──────── Sayfa Alıntısı ────────
Kadın, 20 yıl önceki Trabzon'da, Siirt' de, Erzurum'da, Kars' da, Kütahya'da mı kent hayatının içindeydi, bugün mü? Kadınlı erkekli oturmalar, sohbetler 20 yıl önce mi daha fazlaydı, şimdi mi? Türbanlı okuldan, çalışıyorsa işyerinden erkek arkadaşıyla kentin muhafazakâr mahallesindeki çay bahçesinde oturabilir mi? Rahat, rahat sinemaya gidebilir mi? Akşam türbanlı arkadaşıyla yemeğe çıkabilir mi? Nasıl karşılanır?
Türban özgürlüktür diyenlerin şu soruya yanıt vermesi lazım; muhafazakârlaşma kadına özgürlük getirdi mi?
──────── Veriler ────────
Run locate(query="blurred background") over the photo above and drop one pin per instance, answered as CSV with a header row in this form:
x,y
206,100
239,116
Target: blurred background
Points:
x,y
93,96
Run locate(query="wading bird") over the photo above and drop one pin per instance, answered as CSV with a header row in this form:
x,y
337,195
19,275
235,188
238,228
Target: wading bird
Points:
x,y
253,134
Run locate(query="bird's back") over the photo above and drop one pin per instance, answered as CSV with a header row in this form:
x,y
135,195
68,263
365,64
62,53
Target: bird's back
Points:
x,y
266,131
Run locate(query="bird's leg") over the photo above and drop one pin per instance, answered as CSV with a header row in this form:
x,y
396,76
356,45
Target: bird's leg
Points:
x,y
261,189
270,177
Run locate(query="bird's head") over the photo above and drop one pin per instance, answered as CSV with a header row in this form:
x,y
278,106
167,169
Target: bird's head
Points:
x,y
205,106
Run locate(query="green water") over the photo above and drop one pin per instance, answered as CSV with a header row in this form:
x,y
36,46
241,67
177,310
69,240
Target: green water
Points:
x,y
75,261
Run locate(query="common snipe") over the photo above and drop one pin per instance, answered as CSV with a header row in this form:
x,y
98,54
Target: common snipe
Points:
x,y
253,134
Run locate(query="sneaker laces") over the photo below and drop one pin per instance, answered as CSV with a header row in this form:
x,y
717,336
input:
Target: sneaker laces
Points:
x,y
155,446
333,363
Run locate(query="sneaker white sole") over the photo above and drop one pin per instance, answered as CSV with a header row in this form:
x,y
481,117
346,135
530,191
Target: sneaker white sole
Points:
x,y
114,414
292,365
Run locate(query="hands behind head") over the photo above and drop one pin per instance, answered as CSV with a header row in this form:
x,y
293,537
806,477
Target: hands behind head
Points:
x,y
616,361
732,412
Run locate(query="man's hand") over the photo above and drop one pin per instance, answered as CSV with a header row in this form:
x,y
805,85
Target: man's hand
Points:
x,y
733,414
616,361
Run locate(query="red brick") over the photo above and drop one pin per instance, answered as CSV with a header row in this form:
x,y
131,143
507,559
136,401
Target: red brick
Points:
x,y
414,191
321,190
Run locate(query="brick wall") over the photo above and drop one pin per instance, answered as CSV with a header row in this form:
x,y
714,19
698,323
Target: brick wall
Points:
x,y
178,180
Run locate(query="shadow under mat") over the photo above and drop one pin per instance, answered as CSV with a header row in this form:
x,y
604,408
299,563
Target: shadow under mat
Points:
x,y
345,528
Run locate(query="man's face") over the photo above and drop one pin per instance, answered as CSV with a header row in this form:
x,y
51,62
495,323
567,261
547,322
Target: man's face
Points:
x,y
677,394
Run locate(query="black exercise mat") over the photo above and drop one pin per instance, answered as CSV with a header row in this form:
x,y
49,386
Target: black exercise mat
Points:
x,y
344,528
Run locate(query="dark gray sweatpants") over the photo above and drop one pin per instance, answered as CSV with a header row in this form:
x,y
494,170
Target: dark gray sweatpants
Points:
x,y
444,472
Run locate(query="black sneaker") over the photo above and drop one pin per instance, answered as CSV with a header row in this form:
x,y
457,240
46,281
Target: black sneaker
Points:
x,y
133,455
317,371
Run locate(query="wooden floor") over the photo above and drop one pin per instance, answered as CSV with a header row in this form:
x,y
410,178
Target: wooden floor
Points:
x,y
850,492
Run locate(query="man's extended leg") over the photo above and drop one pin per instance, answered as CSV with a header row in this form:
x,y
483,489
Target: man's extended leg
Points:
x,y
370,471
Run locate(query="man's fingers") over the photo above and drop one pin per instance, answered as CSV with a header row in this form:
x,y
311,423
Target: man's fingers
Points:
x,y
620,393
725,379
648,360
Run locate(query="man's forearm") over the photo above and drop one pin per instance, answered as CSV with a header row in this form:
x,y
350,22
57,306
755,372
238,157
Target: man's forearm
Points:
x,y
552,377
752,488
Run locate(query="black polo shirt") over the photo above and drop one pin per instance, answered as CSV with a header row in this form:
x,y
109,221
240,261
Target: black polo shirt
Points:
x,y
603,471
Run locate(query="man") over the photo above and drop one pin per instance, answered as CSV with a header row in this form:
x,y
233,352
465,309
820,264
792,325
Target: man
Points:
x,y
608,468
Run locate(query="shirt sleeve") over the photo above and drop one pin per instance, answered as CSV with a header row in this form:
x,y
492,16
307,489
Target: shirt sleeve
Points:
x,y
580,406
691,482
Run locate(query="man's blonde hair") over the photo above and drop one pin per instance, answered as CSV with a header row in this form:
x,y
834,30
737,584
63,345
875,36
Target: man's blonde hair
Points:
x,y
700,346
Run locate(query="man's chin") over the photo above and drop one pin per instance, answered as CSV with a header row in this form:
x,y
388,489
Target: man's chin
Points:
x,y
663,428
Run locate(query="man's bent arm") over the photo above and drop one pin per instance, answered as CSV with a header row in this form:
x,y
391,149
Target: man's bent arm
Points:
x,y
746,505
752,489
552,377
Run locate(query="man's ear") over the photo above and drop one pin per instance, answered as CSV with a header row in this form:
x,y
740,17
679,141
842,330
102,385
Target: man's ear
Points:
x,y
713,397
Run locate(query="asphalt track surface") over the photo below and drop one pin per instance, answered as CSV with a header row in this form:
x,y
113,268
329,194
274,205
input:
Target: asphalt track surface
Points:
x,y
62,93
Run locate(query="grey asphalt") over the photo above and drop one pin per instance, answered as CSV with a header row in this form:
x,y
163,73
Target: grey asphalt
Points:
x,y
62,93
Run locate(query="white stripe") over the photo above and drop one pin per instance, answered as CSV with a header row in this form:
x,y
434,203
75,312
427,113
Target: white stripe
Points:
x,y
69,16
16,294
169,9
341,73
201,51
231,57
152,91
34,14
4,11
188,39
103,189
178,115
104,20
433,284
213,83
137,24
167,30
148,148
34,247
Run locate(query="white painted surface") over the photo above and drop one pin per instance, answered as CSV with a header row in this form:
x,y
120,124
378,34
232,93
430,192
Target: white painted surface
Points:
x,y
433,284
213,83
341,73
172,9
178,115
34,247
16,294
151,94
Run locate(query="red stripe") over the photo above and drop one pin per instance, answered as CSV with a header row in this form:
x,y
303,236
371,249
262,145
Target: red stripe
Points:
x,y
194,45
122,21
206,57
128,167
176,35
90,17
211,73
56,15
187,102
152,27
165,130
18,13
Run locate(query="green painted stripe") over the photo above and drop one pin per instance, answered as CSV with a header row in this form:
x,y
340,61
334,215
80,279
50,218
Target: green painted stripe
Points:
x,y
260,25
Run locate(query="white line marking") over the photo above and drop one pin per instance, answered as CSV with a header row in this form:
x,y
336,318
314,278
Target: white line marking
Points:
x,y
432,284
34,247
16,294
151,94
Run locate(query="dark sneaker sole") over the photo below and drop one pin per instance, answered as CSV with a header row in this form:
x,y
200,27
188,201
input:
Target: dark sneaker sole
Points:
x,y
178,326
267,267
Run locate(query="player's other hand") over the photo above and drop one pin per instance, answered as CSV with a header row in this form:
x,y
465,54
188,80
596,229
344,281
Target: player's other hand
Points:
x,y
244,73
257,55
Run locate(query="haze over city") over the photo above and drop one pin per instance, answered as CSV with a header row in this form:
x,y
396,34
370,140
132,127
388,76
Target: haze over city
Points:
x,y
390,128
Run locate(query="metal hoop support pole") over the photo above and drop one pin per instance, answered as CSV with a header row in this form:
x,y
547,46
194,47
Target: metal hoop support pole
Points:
────────
__Yapılacak İş__
Sayfa alıntısında "Kadın, 20 yıl" ifadesinin geçtiği yerden başlayıp "özgürlük getirdi mi?" ifadesinden sonra durarak bu bölümü harfi harfine aktarın. Lütfen yalnızca sayfa alıntısına dayanın.

__Tamamlanan Görev__
Kadın, 20 yıl önceki Trabzon'da, Siirt' de, Erzurum'da, Kars' da, Kütahya'da mı kent hayatının içindeydi, bugün mü? Kadınlı erkekli oturmalar, sohbetler 20 yıl önce mi daha fazlaydı, şimdi mi? Türbanlı okuldan, çalışıyorsa işyerinden erkek arkadaşıyla kentin muhafazakâr mahallesindeki çay bahçesinde oturabilir mi? Rahat, rahat sinemaya gidebilir mi? Akşam türbanlı arkadaşıyla yemeğe çıkabilir mi? Nasıl karşılanır?
Türban özgürlüktür diyenlerin şu soruya yanıt vermesi lazım; muhafazakârlaşma kadına özgürlük getirdi mi?